--- begin Given entries ---

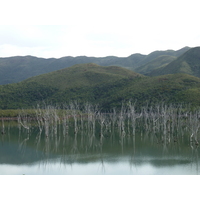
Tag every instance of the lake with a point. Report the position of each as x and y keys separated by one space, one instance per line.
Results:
x=148 y=151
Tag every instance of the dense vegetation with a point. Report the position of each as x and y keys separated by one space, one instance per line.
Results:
x=106 y=86
x=110 y=86
x=188 y=63
x=16 y=69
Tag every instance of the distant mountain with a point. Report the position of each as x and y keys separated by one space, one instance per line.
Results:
x=158 y=62
x=16 y=69
x=188 y=63
x=106 y=86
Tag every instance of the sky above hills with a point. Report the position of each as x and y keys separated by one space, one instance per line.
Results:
x=97 y=27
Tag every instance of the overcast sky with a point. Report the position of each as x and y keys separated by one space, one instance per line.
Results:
x=97 y=27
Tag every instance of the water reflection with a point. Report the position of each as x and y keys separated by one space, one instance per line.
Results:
x=145 y=152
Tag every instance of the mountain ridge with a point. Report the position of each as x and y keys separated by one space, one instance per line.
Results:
x=18 y=68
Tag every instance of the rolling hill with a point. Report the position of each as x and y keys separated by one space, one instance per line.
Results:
x=188 y=63
x=158 y=62
x=16 y=69
x=107 y=86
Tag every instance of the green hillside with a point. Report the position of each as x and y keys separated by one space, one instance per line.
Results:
x=18 y=68
x=158 y=62
x=107 y=86
x=76 y=82
x=188 y=63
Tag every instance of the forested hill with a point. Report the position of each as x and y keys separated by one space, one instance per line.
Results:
x=16 y=69
x=106 y=86
x=188 y=63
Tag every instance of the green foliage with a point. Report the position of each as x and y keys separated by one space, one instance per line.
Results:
x=188 y=63
x=106 y=86
x=16 y=69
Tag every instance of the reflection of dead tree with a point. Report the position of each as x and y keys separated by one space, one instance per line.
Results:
x=23 y=120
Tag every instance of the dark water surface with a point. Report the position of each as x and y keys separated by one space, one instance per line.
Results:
x=29 y=152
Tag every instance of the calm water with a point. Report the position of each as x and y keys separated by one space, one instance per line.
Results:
x=28 y=152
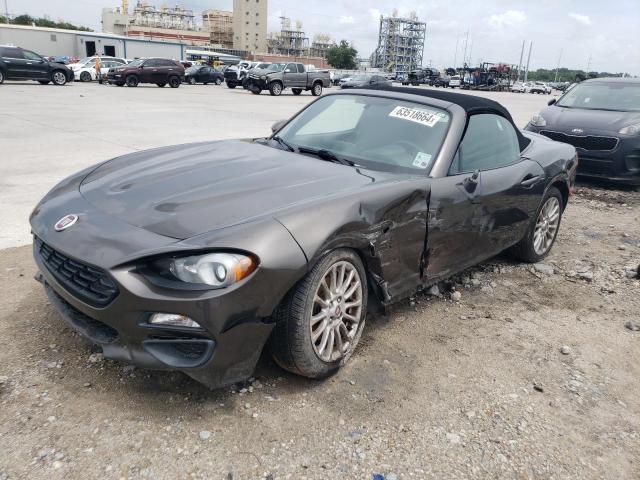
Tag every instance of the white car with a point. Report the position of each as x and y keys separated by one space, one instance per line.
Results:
x=518 y=87
x=455 y=81
x=85 y=69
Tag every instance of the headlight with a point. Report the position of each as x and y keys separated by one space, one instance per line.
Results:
x=216 y=269
x=630 y=130
x=538 y=120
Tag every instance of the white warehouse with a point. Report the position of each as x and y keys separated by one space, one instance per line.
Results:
x=75 y=43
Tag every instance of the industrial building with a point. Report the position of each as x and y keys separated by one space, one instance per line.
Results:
x=152 y=23
x=219 y=24
x=400 y=44
x=75 y=43
x=250 y=25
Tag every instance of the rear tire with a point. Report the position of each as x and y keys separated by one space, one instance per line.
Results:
x=527 y=250
x=301 y=316
x=58 y=78
x=275 y=89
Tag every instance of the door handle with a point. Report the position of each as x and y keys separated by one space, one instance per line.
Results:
x=530 y=180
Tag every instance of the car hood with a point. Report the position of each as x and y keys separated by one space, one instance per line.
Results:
x=186 y=190
x=590 y=121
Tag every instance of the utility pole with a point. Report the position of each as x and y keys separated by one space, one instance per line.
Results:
x=455 y=57
x=526 y=72
x=520 y=62
x=466 y=42
x=558 y=67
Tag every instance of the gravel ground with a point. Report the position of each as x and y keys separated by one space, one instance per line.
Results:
x=532 y=373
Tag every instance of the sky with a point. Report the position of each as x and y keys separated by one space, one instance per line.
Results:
x=579 y=33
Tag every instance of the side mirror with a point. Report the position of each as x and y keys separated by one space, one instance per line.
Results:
x=278 y=125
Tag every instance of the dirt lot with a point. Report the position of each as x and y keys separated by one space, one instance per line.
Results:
x=533 y=374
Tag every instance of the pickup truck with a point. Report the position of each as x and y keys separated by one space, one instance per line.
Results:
x=279 y=76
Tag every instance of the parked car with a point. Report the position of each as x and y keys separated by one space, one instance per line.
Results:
x=601 y=119
x=161 y=71
x=385 y=190
x=86 y=72
x=84 y=69
x=366 y=80
x=19 y=64
x=279 y=76
x=203 y=74
x=518 y=87
x=456 y=81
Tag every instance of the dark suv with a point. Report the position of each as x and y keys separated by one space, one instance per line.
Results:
x=19 y=64
x=148 y=70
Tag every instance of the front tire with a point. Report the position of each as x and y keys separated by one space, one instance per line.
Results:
x=542 y=233
x=319 y=323
x=58 y=78
x=275 y=89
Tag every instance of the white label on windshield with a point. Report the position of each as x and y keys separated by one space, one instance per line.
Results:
x=423 y=117
x=422 y=160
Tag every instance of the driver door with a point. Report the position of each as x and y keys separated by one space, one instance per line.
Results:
x=486 y=202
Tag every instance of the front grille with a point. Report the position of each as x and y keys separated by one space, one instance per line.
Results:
x=585 y=142
x=90 y=284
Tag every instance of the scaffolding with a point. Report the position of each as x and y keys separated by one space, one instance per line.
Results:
x=289 y=41
x=400 y=44
x=320 y=45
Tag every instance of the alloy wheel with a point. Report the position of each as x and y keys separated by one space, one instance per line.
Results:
x=336 y=312
x=59 y=78
x=546 y=226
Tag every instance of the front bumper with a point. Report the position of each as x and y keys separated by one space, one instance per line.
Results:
x=236 y=321
x=619 y=165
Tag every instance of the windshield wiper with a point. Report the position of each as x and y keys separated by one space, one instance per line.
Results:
x=328 y=155
x=284 y=143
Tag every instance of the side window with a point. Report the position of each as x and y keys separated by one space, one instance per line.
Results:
x=489 y=142
x=12 y=53
x=32 y=56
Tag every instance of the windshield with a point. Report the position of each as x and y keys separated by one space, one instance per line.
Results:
x=378 y=133
x=620 y=97
x=276 y=67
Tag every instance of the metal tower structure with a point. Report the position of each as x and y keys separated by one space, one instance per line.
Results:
x=400 y=44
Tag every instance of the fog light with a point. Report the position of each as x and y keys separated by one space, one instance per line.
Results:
x=173 y=320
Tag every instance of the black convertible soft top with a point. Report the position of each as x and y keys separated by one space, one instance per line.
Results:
x=472 y=104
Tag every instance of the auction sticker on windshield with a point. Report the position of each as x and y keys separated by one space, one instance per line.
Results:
x=423 y=117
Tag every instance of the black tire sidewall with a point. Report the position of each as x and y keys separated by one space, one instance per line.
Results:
x=524 y=250
x=296 y=329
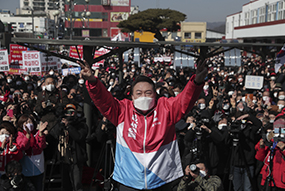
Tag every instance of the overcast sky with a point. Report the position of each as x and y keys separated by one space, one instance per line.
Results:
x=196 y=10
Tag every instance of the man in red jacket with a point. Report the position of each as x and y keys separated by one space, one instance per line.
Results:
x=273 y=157
x=147 y=154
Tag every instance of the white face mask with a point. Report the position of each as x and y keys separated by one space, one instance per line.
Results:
x=176 y=93
x=202 y=106
x=230 y=93
x=220 y=126
x=265 y=98
x=226 y=107
x=144 y=103
x=3 y=136
x=81 y=81
x=281 y=97
x=280 y=106
x=202 y=173
x=30 y=126
x=275 y=94
x=190 y=126
x=50 y=87
x=206 y=87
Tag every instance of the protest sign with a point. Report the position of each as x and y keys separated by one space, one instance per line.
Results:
x=4 y=61
x=253 y=82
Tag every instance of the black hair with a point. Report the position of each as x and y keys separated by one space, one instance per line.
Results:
x=13 y=167
x=142 y=79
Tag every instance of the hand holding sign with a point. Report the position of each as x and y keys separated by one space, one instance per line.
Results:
x=86 y=72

--- end Given entries ---

▶ _Stated problem_:
Render the items above as a Markdown table with columns "n" and "Line", numbering each row and omitting blank lines, from the line with "Tag every instance of the scaffolding" to the line with "x=619 y=165".

▶ _Solution_:
| n | Line |
|---|---|
| 1 | Tag every instance of the scaffolding with a point. Report the position of each as x and y keys separated by one space, one instance per line. |
| 2 | Results: |
| 3 | x=289 y=41 |
| 4 | x=400 y=44 |
| 5 | x=320 y=45 |
| 6 | Tag every instance of the alloy wheel with a point. Report the position of each as x and y keys separated by one space, one instance per line. |
| 7 | Results: |
| 8 | x=336 y=312 |
| 9 | x=59 y=78 |
| 10 | x=546 y=226 |
| 11 | Tag every instance of the front bumper with a point. Report the position of each as x and y keys separated by one space, one instance per line. |
| 12 | Results: |
| 13 | x=236 y=321 |
| 14 | x=619 y=165 |